### Records provided

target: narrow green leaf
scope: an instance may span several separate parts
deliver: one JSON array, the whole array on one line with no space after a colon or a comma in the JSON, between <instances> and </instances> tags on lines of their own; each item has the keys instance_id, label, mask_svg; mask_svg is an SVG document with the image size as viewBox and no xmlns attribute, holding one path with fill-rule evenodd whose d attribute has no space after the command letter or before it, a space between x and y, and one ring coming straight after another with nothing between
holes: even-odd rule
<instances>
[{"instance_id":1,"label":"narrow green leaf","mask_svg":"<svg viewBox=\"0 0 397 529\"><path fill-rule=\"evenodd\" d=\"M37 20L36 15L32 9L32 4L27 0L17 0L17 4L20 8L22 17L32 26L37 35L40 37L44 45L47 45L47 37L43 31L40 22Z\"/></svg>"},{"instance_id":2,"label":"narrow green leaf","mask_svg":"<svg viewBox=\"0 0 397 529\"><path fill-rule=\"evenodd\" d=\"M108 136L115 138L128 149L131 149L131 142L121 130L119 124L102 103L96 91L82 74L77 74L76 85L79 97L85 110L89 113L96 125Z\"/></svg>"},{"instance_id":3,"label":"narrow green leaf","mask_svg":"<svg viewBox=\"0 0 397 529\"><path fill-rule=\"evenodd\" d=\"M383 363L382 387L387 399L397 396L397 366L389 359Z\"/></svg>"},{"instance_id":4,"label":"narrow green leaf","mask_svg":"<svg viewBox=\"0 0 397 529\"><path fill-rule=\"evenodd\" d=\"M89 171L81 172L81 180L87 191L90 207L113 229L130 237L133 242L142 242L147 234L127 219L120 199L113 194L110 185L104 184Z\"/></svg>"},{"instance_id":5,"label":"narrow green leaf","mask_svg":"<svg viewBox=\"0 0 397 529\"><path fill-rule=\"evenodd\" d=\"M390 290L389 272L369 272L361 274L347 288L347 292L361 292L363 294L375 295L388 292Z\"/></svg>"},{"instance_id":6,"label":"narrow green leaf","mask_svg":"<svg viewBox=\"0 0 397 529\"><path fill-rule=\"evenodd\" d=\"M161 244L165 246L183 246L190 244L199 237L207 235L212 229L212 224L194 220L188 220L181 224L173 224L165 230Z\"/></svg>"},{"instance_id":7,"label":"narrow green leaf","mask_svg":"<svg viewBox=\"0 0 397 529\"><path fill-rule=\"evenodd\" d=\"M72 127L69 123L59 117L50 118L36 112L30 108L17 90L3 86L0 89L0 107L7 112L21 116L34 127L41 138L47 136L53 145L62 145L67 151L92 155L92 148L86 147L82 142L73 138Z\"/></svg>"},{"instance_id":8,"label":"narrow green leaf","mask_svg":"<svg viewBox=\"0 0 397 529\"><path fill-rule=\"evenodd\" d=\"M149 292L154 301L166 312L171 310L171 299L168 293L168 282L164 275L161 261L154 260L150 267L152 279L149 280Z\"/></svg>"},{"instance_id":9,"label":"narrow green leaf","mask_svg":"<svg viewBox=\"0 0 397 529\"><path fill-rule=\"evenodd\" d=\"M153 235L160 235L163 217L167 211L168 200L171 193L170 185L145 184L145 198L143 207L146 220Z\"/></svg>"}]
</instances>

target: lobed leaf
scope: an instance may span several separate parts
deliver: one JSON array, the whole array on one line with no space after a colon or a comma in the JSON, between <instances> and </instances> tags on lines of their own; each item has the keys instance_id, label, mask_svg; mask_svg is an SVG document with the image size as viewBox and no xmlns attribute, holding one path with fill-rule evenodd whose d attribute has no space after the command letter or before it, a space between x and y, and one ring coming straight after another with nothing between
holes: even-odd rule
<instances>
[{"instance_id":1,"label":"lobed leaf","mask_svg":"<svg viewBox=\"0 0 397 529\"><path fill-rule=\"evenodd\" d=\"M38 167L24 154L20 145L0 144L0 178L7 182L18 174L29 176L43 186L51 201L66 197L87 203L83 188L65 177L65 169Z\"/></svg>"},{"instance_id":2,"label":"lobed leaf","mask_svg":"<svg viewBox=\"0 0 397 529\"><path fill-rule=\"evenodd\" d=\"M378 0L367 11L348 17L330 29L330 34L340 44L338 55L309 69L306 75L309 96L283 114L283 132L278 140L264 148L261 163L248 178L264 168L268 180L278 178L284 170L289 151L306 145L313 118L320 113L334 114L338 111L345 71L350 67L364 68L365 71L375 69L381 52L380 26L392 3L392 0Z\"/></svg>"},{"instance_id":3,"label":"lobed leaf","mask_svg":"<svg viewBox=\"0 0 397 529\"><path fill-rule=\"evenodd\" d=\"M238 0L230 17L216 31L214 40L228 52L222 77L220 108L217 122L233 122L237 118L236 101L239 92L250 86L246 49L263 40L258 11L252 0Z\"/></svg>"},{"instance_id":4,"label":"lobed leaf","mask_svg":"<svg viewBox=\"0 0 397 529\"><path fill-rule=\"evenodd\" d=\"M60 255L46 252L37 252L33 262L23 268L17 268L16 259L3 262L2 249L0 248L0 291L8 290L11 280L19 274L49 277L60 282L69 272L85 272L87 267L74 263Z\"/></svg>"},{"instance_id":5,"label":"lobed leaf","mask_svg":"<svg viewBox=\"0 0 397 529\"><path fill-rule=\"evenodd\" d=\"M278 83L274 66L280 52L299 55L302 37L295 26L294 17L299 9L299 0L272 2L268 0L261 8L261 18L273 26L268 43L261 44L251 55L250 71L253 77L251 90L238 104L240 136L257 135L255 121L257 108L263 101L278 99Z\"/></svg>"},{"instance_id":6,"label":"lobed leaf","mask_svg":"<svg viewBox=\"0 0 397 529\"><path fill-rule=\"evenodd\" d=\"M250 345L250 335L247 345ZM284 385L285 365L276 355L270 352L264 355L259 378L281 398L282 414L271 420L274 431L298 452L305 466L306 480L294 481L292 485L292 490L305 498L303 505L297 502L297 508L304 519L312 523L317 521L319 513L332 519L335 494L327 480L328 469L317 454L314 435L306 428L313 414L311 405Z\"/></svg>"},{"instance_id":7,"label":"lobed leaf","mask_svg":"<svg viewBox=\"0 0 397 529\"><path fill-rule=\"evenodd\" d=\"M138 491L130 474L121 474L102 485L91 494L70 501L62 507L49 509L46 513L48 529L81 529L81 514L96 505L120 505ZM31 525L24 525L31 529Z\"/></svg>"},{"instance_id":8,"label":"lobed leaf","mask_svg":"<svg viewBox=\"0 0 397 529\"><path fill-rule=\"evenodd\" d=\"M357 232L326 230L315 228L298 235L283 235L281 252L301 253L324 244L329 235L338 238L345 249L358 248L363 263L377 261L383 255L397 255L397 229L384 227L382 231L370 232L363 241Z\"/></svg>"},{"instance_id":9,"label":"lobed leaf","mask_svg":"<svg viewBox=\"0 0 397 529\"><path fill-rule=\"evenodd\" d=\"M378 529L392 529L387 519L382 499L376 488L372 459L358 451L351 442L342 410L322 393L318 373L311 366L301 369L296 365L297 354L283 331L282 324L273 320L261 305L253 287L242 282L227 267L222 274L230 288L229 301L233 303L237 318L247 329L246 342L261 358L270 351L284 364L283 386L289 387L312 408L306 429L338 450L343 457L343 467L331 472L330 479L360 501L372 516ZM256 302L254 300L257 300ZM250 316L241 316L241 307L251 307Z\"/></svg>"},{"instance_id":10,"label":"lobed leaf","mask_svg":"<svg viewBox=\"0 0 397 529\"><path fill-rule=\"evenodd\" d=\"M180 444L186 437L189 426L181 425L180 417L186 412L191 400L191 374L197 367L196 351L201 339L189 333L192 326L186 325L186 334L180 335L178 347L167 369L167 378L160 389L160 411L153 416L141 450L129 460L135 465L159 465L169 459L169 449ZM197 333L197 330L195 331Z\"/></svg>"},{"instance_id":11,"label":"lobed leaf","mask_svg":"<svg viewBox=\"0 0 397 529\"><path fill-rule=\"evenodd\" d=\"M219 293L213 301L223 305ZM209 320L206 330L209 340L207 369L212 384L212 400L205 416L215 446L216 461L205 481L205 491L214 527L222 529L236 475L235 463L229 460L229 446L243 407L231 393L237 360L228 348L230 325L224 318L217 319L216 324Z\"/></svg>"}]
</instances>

######

— Goal of the exercise —
Pull every line that holds the string "target" out of the records.

— Task answer —
target: narrow green leaf
target: lobed leaf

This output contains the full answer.